_The data_:
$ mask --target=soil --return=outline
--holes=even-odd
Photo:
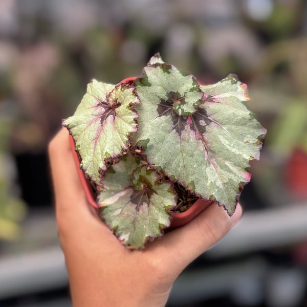
[[[178,182],[174,183],[173,188],[178,196],[177,205],[171,210],[173,212],[180,213],[187,211],[199,199]]]

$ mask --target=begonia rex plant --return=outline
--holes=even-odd
[[[63,123],[99,214],[122,243],[141,248],[162,235],[183,199],[214,200],[233,213],[266,133],[248,100],[235,75],[201,85],[159,54],[134,81],[87,85]]]

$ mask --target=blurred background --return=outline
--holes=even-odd
[[[307,306],[307,3],[0,0],[0,306],[71,306],[47,144],[93,78],[150,56],[204,84],[236,73],[268,130],[244,216],[167,306]]]

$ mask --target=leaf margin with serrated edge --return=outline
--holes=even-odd
[[[146,180],[150,182],[154,191],[149,198],[152,203],[146,204],[143,202],[139,210],[134,208],[136,204],[131,201],[131,197],[137,196],[138,192],[133,181],[143,183],[137,181],[136,172],[138,171],[141,174],[142,172],[145,172],[143,174],[146,175]],[[140,249],[144,248],[147,242],[162,236],[164,229],[170,225],[171,215],[169,211],[177,203],[176,194],[171,188],[171,183],[158,182],[161,175],[148,168],[148,165],[142,165],[129,151],[120,161],[110,167],[105,176],[105,188],[99,191],[97,197],[99,216],[122,244],[129,248]],[[140,192],[140,190],[138,191]],[[147,211],[143,212],[143,210]],[[131,212],[134,214],[135,211],[135,220],[132,218],[131,221]],[[144,215],[147,216],[146,213],[148,225],[144,223],[145,218],[142,220]],[[152,216],[154,213],[157,214],[156,220]],[[134,232],[131,233],[128,229],[134,221],[137,224]]]
[[[156,56],[154,56],[154,57],[156,57]],[[160,58],[158,58],[158,59],[159,59]],[[151,66],[151,67],[159,67],[159,65],[161,65],[161,60],[158,60],[158,62],[157,63],[156,62],[156,59],[151,59],[149,61],[149,62],[148,63],[148,65],[147,65],[148,67],[148,66]],[[163,64],[162,64],[163,65]],[[159,131],[158,129],[157,129],[157,127],[159,127],[159,126],[162,126],[162,130],[163,130],[163,129],[164,129],[165,130],[167,130],[167,128],[169,127],[170,126],[171,126],[171,123],[170,122],[168,122],[166,123],[166,124],[165,123],[159,123],[159,124],[160,124],[160,125],[158,124],[158,122],[157,121],[156,123],[156,124],[155,125],[155,127],[149,127],[149,125],[148,124],[148,123],[150,123],[151,121],[153,120],[156,120],[157,119],[157,112],[155,112],[155,108],[154,107],[152,107],[152,106],[151,105],[151,109],[150,109],[150,112],[148,113],[150,113],[151,114],[154,114],[154,115],[152,115],[152,117],[151,118],[146,118],[146,119],[145,119],[145,116],[144,115],[144,109],[145,107],[147,107],[149,105],[149,103],[147,103],[146,102],[146,100],[144,100],[144,97],[145,97],[146,95],[149,97],[149,99],[152,99],[152,101],[155,101],[154,100],[154,96],[150,96],[150,93],[146,93],[146,95],[145,94],[144,94],[144,93],[142,93],[142,91],[140,91],[140,89],[141,89],[141,86],[142,86],[142,78],[144,78],[144,76],[145,76],[145,81],[144,81],[144,84],[143,85],[144,86],[148,86],[148,76],[147,75],[147,72],[146,72],[146,68],[145,68],[144,71],[143,71],[143,77],[139,78],[138,79],[137,79],[136,81],[136,90],[138,92],[140,100],[141,101],[141,103],[140,105],[139,105],[138,106],[137,106],[137,107],[136,107],[136,109],[137,109],[137,112],[138,112],[139,115],[139,118],[140,119],[139,120],[139,128],[138,128],[138,131],[137,131],[136,133],[136,134],[134,134],[134,135],[133,136],[131,136],[131,140],[133,140],[133,143],[134,143],[135,145],[141,145],[141,148],[143,147],[143,151],[144,151],[144,155],[145,157],[147,157],[147,159],[148,159],[149,163],[152,165],[152,166],[154,166],[155,167],[157,167],[159,170],[163,170],[165,172],[165,174],[170,177],[173,180],[178,180],[179,181],[179,182],[183,184],[183,185],[184,185],[184,186],[185,186],[186,188],[190,189],[192,191],[193,191],[195,192],[195,194],[198,195],[199,196],[200,196],[200,197],[202,197],[202,198],[203,198],[204,199],[205,199],[205,200],[215,200],[216,201],[217,201],[219,203],[219,205],[223,206],[224,207],[224,208],[225,208],[225,209],[226,210],[226,211],[228,212],[228,214],[229,215],[232,215],[233,214],[233,213],[234,212],[234,210],[235,209],[235,207],[236,206],[236,204],[237,203],[237,201],[238,200],[238,198],[239,196],[239,194],[240,194],[240,192],[242,191],[242,189],[243,187],[243,186],[247,183],[250,180],[250,173],[249,173],[249,172],[247,170],[247,168],[248,167],[249,167],[250,166],[250,164],[249,164],[249,161],[250,161],[250,160],[252,160],[253,159],[259,159],[259,152],[261,148],[261,146],[262,146],[262,142],[263,141],[263,139],[264,138],[264,136],[265,135],[265,134],[266,133],[266,130],[263,128],[261,125],[254,118],[251,118],[251,114],[252,113],[247,109],[247,108],[246,108],[246,107],[245,106],[245,105],[244,105],[244,104],[243,103],[243,101],[247,101],[249,99],[249,98],[248,97],[248,96],[247,95],[247,86],[245,84],[244,84],[244,83],[242,83],[242,82],[240,82],[238,79],[237,78],[235,78],[235,77],[234,77],[234,75],[230,75],[229,76],[228,76],[228,77],[227,77],[226,78],[224,78],[224,79],[223,79],[222,80],[221,80],[221,81],[220,81],[219,82],[217,82],[217,83],[215,83],[215,84],[212,84],[212,85],[207,85],[207,87],[206,87],[206,86],[204,86],[203,87],[202,87],[202,86],[201,86],[201,89],[202,89],[203,92],[204,92],[205,93],[204,95],[206,95],[206,97],[204,97],[204,98],[203,100],[203,102],[202,102],[202,103],[200,104],[200,105],[199,105],[199,108],[200,108],[202,106],[202,105],[204,104],[204,103],[206,103],[206,97],[208,96],[206,94],[206,91],[208,91],[208,89],[210,88],[210,87],[211,86],[211,88],[212,87],[214,87],[214,86],[216,86],[216,84],[221,84],[223,82],[225,82],[225,81],[227,81],[227,80],[230,80],[231,82],[234,82],[237,85],[238,85],[238,87],[242,90],[242,91],[241,91],[242,93],[240,93],[240,94],[241,94],[241,96],[239,96],[239,97],[237,97],[237,99],[239,100],[239,102],[237,102],[237,103],[239,103],[239,106],[240,107],[242,107],[243,108],[243,110],[244,110],[244,111],[246,113],[246,114],[248,115],[249,117],[251,117],[251,120],[254,121],[254,124],[255,124],[256,126],[257,126],[256,127],[256,129],[257,129],[259,130],[259,134],[257,134],[257,135],[256,136],[254,136],[253,137],[253,139],[255,141],[254,143],[255,145],[256,145],[256,147],[257,147],[257,149],[254,150],[254,152],[253,151],[253,156],[254,156],[254,157],[252,156],[252,155],[249,155],[248,158],[247,159],[247,161],[245,161],[246,163],[244,164],[244,167],[243,167],[243,170],[240,170],[239,171],[239,172],[240,172],[241,174],[240,174],[240,179],[239,180],[237,180],[237,181],[238,181],[237,182],[237,183],[235,183],[235,185],[236,185],[236,187],[235,188],[235,189],[233,189],[233,190],[235,190],[235,192],[232,192],[232,199],[233,199],[233,201],[232,201],[232,203],[230,204],[230,201],[229,201],[228,202],[229,203],[227,203],[227,202],[223,201],[223,202],[221,201],[221,200],[220,199],[220,200],[218,200],[218,197],[216,197],[216,195],[214,195],[214,193],[207,193],[207,194],[206,194],[206,193],[205,192],[203,192],[203,190],[204,189],[203,189],[202,191],[199,191],[199,189],[198,188],[195,188],[195,185],[197,185],[198,184],[198,185],[199,186],[199,182],[200,181],[201,181],[200,180],[186,180],[185,181],[183,181],[182,179],[180,177],[180,176],[177,174],[177,176],[176,175],[174,175],[174,173],[176,171],[176,170],[174,170],[174,171],[170,171],[169,170],[167,169],[167,167],[166,167],[166,165],[167,165],[167,163],[165,163],[165,162],[163,162],[163,161],[162,161],[163,159],[164,159],[164,160],[166,160],[166,158],[164,158],[164,157],[162,157],[162,158],[161,158],[160,159],[160,161],[159,161],[158,159],[158,161],[157,161],[157,156],[159,154],[159,152],[155,152],[153,155],[149,155],[149,154],[150,154],[150,151],[152,150],[153,152],[155,151],[155,148],[154,148],[154,145],[155,143],[156,144],[160,144],[161,142],[163,143],[163,140],[165,140],[166,137],[167,136],[166,135],[163,135],[162,137],[160,138],[161,139],[159,139],[159,137],[158,137],[157,136],[158,136],[159,134]],[[235,81],[234,82],[234,80],[235,80]],[[146,84],[147,83],[147,84]],[[152,86],[152,84],[151,83],[150,84],[150,86]],[[227,91],[226,91],[227,92]],[[243,95],[242,95],[243,94]],[[236,98],[235,97],[235,93],[231,93],[230,94],[230,96],[233,96],[233,99],[236,99]],[[145,102],[144,102],[145,101]],[[142,108],[142,105],[144,105],[145,104],[146,104],[146,106]],[[192,114],[190,116],[191,118],[192,116],[194,116],[194,114]],[[188,117],[189,116],[188,116]],[[146,121],[146,128],[145,128],[145,125],[143,124],[144,122]],[[155,142],[152,141],[152,142],[150,142],[150,136],[148,136],[148,134],[147,133],[146,134],[146,130],[150,130],[150,129],[153,129],[154,131],[154,133],[152,133],[152,136],[153,136],[153,139],[155,140]],[[155,129],[156,129],[156,131],[155,131]],[[172,130],[171,130],[171,131],[170,132],[169,134],[171,134]],[[142,134],[143,134],[143,135],[142,135],[142,137],[139,137],[138,139],[138,137],[139,137],[139,136],[140,136],[140,135],[142,135]],[[196,134],[196,133],[195,133]],[[175,140],[175,141],[173,141],[173,146],[172,145],[171,145],[170,146],[169,146],[169,147],[170,148],[171,148],[172,150],[173,149],[173,148],[174,148],[174,146],[176,146],[176,143],[178,143],[179,142],[178,141],[179,141],[179,143],[181,143],[181,137],[180,138],[179,138],[179,139],[177,139],[176,140]],[[146,142],[146,146],[145,148],[144,148],[144,146],[143,146],[143,143]],[[181,146],[181,145],[180,145]],[[149,149],[148,149],[149,148]],[[162,147],[161,147],[161,148]],[[152,149],[154,148],[154,149]],[[180,151],[181,151],[181,148],[180,150]],[[166,156],[169,155],[171,157],[172,156],[172,157],[174,157],[174,155],[173,154],[172,155],[170,154],[170,153],[171,152],[171,150],[169,150],[169,152],[166,155]],[[178,154],[179,155],[179,154]],[[166,155],[164,155],[164,156],[165,156]],[[175,159],[177,159],[176,158],[175,158]],[[159,163],[157,163],[157,162],[158,162]],[[203,162],[204,161],[203,161]],[[173,164],[175,164],[175,165],[177,165],[178,163],[175,163],[174,162],[173,163]],[[194,165],[194,166],[195,166],[195,164]],[[234,171],[234,169],[233,167],[232,167],[231,166],[229,166],[229,165],[227,165],[227,167],[229,167],[229,168],[231,170],[232,170],[232,171]],[[225,176],[224,176],[224,177],[225,177]],[[227,178],[226,178],[227,180]],[[221,182],[222,183],[222,186],[224,184],[223,183],[223,182],[222,181],[222,179],[220,179]],[[229,181],[229,179],[228,179],[228,181]],[[193,187],[193,185],[194,185],[194,186]],[[223,187],[223,189],[225,188]],[[226,194],[227,193],[225,192],[225,194]],[[228,196],[227,198],[227,199],[228,199]]]
[[[135,90],[134,87],[131,86],[126,83],[120,82],[116,85],[114,85],[104,83],[93,79],[87,84],[86,93],[84,95],[81,103],[78,106],[74,115],[63,120],[62,121],[63,125],[68,128],[70,134],[73,137],[75,141],[76,150],[80,156],[81,159],[80,165],[80,168],[84,170],[85,173],[91,180],[99,185],[103,185],[103,173],[106,170],[108,167],[108,164],[110,163],[108,162],[108,158],[112,160],[121,157],[122,154],[125,152],[129,147],[130,143],[129,137],[130,135],[137,130],[138,122],[137,119],[138,115],[135,110],[134,107],[136,104],[139,103],[139,100]],[[128,93],[128,91],[130,93]],[[121,94],[123,95],[123,98],[121,97],[123,101],[116,101],[118,102],[119,105],[114,110],[114,115],[112,116],[113,123],[112,122],[112,119],[109,119],[111,116],[107,116],[105,117],[103,123],[101,124],[101,117],[104,115],[104,114],[101,113],[101,112],[105,111],[107,107],[108,107],[109,109],[111,109],[111,107],[109,106],[109,104],[107,105],[107,103],[109,104],[112,102],[113,100],[112,100],[111,97],[116,92],[119,92],[118,94],[119,94],[118,96],[120,96],[120,98]],[[123,94],[125,92],[127,96],[129,94],[130,94],[131,100],[127,99],[127,97],[125,97]],[[114,98],[118,99],[116,94]],[[110,99],[111,99],[111,101]],[[100,110],[99,109],[99,107],[100,107]],[[98,108],[95,110],[95,108]],[[93,119],[91,121],[88,118],[84,119],[84,109],[89,111],[90,108],[92,109],[91,112],[89,112],[86,116],[92,117]],[[96,111],[96,113],[94,111]],[[118,116],[118,114],[120,112],[122,114],[122,118]],[[129,113],[129,114],[127,113]],[[128,116],[130,117],[131,120],[129,123],[126,122],[122,119],[123,117],[125,117],[126,119]],[[118,118],[120,119],[121,120],[119,120]],[[107,122],[108,120],[111,122]],[[105,150],[103,159],[101,153],[98,155],[96,152],[95,156],[95,148],[97,146],[95,139],[98,140],[98,144],[100,147],[100,149],[102,146],[104,146],[105,148],[107,148],[108,146],[109,147],[111,146],[111,144],[112,144],[112,142],[102,140],[101,132],[95,135],[95,131],[98,131],[99,129],[101,129],[101,130],[103,130],[104,125],[106,126],[107,125],[110,126],[112,126],[112,125],[114,126],[119,126],[121,124],[121,121],[122,126],[124,125],[125,123],[127,124],[126,127],[127,129],[126,131],[118,133],[118,135],[120,136],[120,137],[119,138],[120,138],[120,140],[118,142],[117,150],[116,151],[114,150],[111,154],[107,151],[107,149]],[[74,122],[76,122],[76,123],[74,124]],[[95,129],[95,128],[93,129],[94,131],[86,131],[90,126],[88,123],[89,122],[93,123],[94,125],[97,126],[96,129]],[[81,125],[86,126],[83,130],[81,128],[80,128]],[[78,127],[79,127],[81,131],[78,131]],[[118,132],[117,129],[114,130]],[[108,133],[108,131],[107,131],[106,134]],[[112,135],[111,134],[111,135]],[[114,140],[114,138],[111,138],[113,140]],[[82,141],[84,142],[83,144],[82,144]],[[93,143],[94,143],[93,145],[94,149],[92,149],[91,145]],[[115,148],[114,144],[113,145]],[[93,152],[91,152],[89,154],[88,150],[92,150]],[[100,156],[100,159],[97,158],[98,156]],[[97,158],[98,163],[94,162],[95,157]]]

_Problem to solve_: Select each line in the entries above that contains the word "outline".

_Expected answer_:
$ mask --target=soil --return=outline
$ mask --target=begonia rex plant --return=outline
$ mask --target=blurred background --return=outline
$ mask --target=leaf margin with serrated edge --return=outline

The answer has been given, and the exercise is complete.